Instructions to follow: Render every line of the listing below as a Markdown table with the columns "No." and "Entry", placing each line's sequential number under "No." and the line itself under "Entry". Leave out blank lines.

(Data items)
>>>

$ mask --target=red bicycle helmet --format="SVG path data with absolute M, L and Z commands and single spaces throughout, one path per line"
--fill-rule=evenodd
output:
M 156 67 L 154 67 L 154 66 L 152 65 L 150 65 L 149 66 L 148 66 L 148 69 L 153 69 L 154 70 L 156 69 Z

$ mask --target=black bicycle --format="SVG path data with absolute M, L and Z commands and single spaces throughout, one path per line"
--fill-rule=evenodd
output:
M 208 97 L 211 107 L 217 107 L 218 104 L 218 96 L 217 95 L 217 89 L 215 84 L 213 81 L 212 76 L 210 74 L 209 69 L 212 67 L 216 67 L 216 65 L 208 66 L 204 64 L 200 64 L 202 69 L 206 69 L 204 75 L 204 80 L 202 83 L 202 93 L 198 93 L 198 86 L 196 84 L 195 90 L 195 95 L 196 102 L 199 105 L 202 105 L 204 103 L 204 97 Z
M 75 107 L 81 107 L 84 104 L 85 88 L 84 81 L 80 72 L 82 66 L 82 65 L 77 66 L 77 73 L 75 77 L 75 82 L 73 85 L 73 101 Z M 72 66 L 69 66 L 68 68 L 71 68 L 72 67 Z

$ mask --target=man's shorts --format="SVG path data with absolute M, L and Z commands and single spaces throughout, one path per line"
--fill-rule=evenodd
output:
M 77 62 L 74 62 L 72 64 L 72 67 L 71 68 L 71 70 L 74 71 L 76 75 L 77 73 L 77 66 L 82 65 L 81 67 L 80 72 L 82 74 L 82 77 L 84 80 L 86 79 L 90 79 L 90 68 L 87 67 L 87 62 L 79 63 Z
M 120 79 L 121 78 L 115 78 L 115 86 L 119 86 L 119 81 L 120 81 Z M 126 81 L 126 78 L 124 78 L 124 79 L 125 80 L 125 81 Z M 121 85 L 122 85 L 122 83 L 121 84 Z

<<<

Solution:
| No. | Entry |
|---|---|
| 1 | $ mask --target=red bicycle helmet --format="SVG path data with absolute M, L and Z commands and single spaces throughout, one path per line" |
| 2 | --fill-rule=evenodd |
| 3 | output: |
| 4 | M 156 67 L 154 67 L 154 66 L 152 65 L 150 65 L 149 66 L 148 66 L 148 69 L 153 69 L 154 70 L 156 69 Z |
| 5 | $ mask --target=black bicycle --format="SVG path data with absolute M, L and Z commands and single spaces throughout, one path per line" |
| 6 | --fill-rule=evenodd |
| 7 | output: |
| 8 | M 208 97 L 211 107 L 217 107 L 218 104 L 218 96 L 217 95 L 217 89 L 215 84 L 213 81 L 212 76 L 210 74 L 209 69 L 212 67 L 216 67 L 216 65 L 208 66 L 204 64 L 200 64 L 202 69 L 206 69 L 204 75 L 204 80 L 202 83 L 202 93 L 198 93 L 198 86 L 196 84 L 195 90 L 195 95 L 196 102 L 199 105 L 202 105 L 204 103 L 204 97 Z |
| 9 | M 75 107 L 81 107 L 84 104 L 85 88 L 84 81 L 80 72 L 82 66 L 82 65 L 77 66 L 77 73 L 75 77 L 75 82 L 73 85 L 73 101 Z M 72 66 L 69 66 L 68 68 L 71 68 L 72 67 Z |
| 10 | $ mask --target=man's shorts --format="SVG path data with absolute M, L and Z commands and single spaces throughout, one path per line" |
| 11 | --fill-rule=evenodd |
| 12 | output: |
| 13 | M 77 62 L 74 62 L 72 64 L 72 67 L 71 68 L 71 70 L 74 71 L 76 75 L 77 73 L 77 66 L 82 65 L 81 67 L 80 72 L 82 74 L 82 77 L 84 80 L 86 79 L 90 79 L 90 68 L 87 67 L 87 62 L 79 63 Z |
| 14 | M 120 79 L 121 78 L 115 78 L 115 86 L 119 86 L 119 81 L 120 81 Z M 126 81 L 126 78 L 124 78 L 124 79 L 125 80 L 125 81 Z M 121 85 L 122 85 L 122 83 L 121 84 Z |